*** Excerpted text ***
What is Manly DNA? & Which clubs are getting it right in '26

Paul Kent returned to Kenty Blitz for the first time in a while, joining Warren Livingstone for a deep dive into Manly's systemic problems, the clubs getting it right, and why the competition's fancied teams all fell over on the same weekend.
Manly's real problem runs deeper than coaches
Kent wasted no time identifying what he believes is the root cause of Manly's dysfunction, pointing to ten CEOs in twelve years under Scott Penn's ownership as the clearest evidence of a club in permanent rebuild mode.
"Every time you change your coach, he comes in with a completely different playing style. Very few Manly coaches are lasting the three years to turn the roster over. They're in a constant state of rebirth."
Kent dismissed the "Manly DNA" argument pushed by the club's old boys, noting the Broncos made the same Queensland-only claim twelve months ago before a New South Wales coach led them to the premiership playing a style nothing like Wayne Bennett football.
"What is Manly DNA? If you pulled Anthony Watmough, Glenn Stewart and Steve Menzies, put them in a room and said what's Manly DNA, I reckon you get different answers."
The real need, Kent argued, is alignment from chairman to CEO to coach to players, the kind of structure that has driven sustained success at the Roosters, Raiders and Melbourne.
"You've got to organise your footy staff like you organise your team. You've got to have the right amount of veterans as you do rookies. Manly keep turning it all over hoping they're going to fluke on the solution. You can't fluke on the solution."
Chasing Frank Ponissi
Reports that Manly are pursuing Melbourne Storm's Frank Ponissi as general manager of football drew a blunt response from Kent.
"No chance. He won't get the job unless they offer him something remarkable. He's got no interest in it."
*** End of Excerpted text ***
*** Available data ***
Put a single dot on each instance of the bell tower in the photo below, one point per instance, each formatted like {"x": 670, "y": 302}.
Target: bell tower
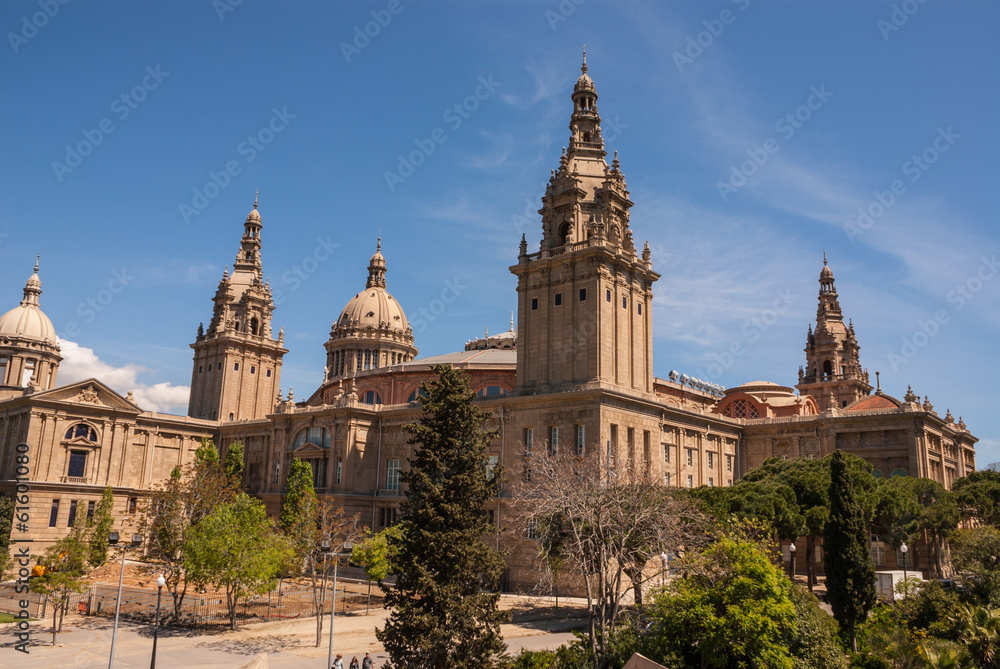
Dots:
{"x": 833, "y": 364}
{"x": 237, "y": 362}
{"x": 584, "y": 297}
*** End of Available data ***
■ Problem to solve: Carry on the article about Manly's problems and Paul Kent's views from where it stops. The entries are separate material and have no connection to the article on Manly.

■ Task answer:
Kent pointed out that Ponissi had already knocked back Collingwood, one of the biggest sporting clubs in the country, and has spent more than two decades building one of the elite club cultures in world football alongside Craig Bellamy.
"I buy the confidence of it, but it's wasted energy. I don't think they're going to get him."
As alternatives, Kent suggested Melbourne's head of performance as someone who has absorbed the Storm's methods from the inside, or an experienced coach like Brad Arthur who can handle both the football and administrative side.
"Brad Arthur is only 51. He started coaching at Parramatta when he was 37. He's still in touch with the game at that level and he learned hard lessons at Parramatta that he won't repeat."
On Matt Ballin, widely touted as the frontrunner, Kent acknowledged his qualities as an educator but flagged the lack of hands-on experience as a risk.
"If they're going to put a rookie coach in, fine. But put someone around him who's got their head in the game."
The clubs getting it right
Kent ran through the clubs with strong structural alignment. Canterbury, where Phil Gould handles everything above the coaching line and Ciraldo just coaches. The Roosters, where Nick Politis provided the scaffolding for Trent Robinson to develop. Cronulla, where the chairman, board and Fitzgibbon are all rowing in the same direction.
"That's the important thing. They're all rowing in the same direction."
On the Raiders, Kent praised Ricky Stuart and the club's decision years ago to invest heavily back into their junior pathways after the English recruiting pipeline dried up.
"Ricky had the conversation with Don Furner. It's going to take three or four years for this to come to fruition. But look at the kids they've got now."
On the Tigers, Kent was measured despite their strong start, crediting the influence of Jerome Luai and Adam Doueihi in bringing Penrith's winning culture across.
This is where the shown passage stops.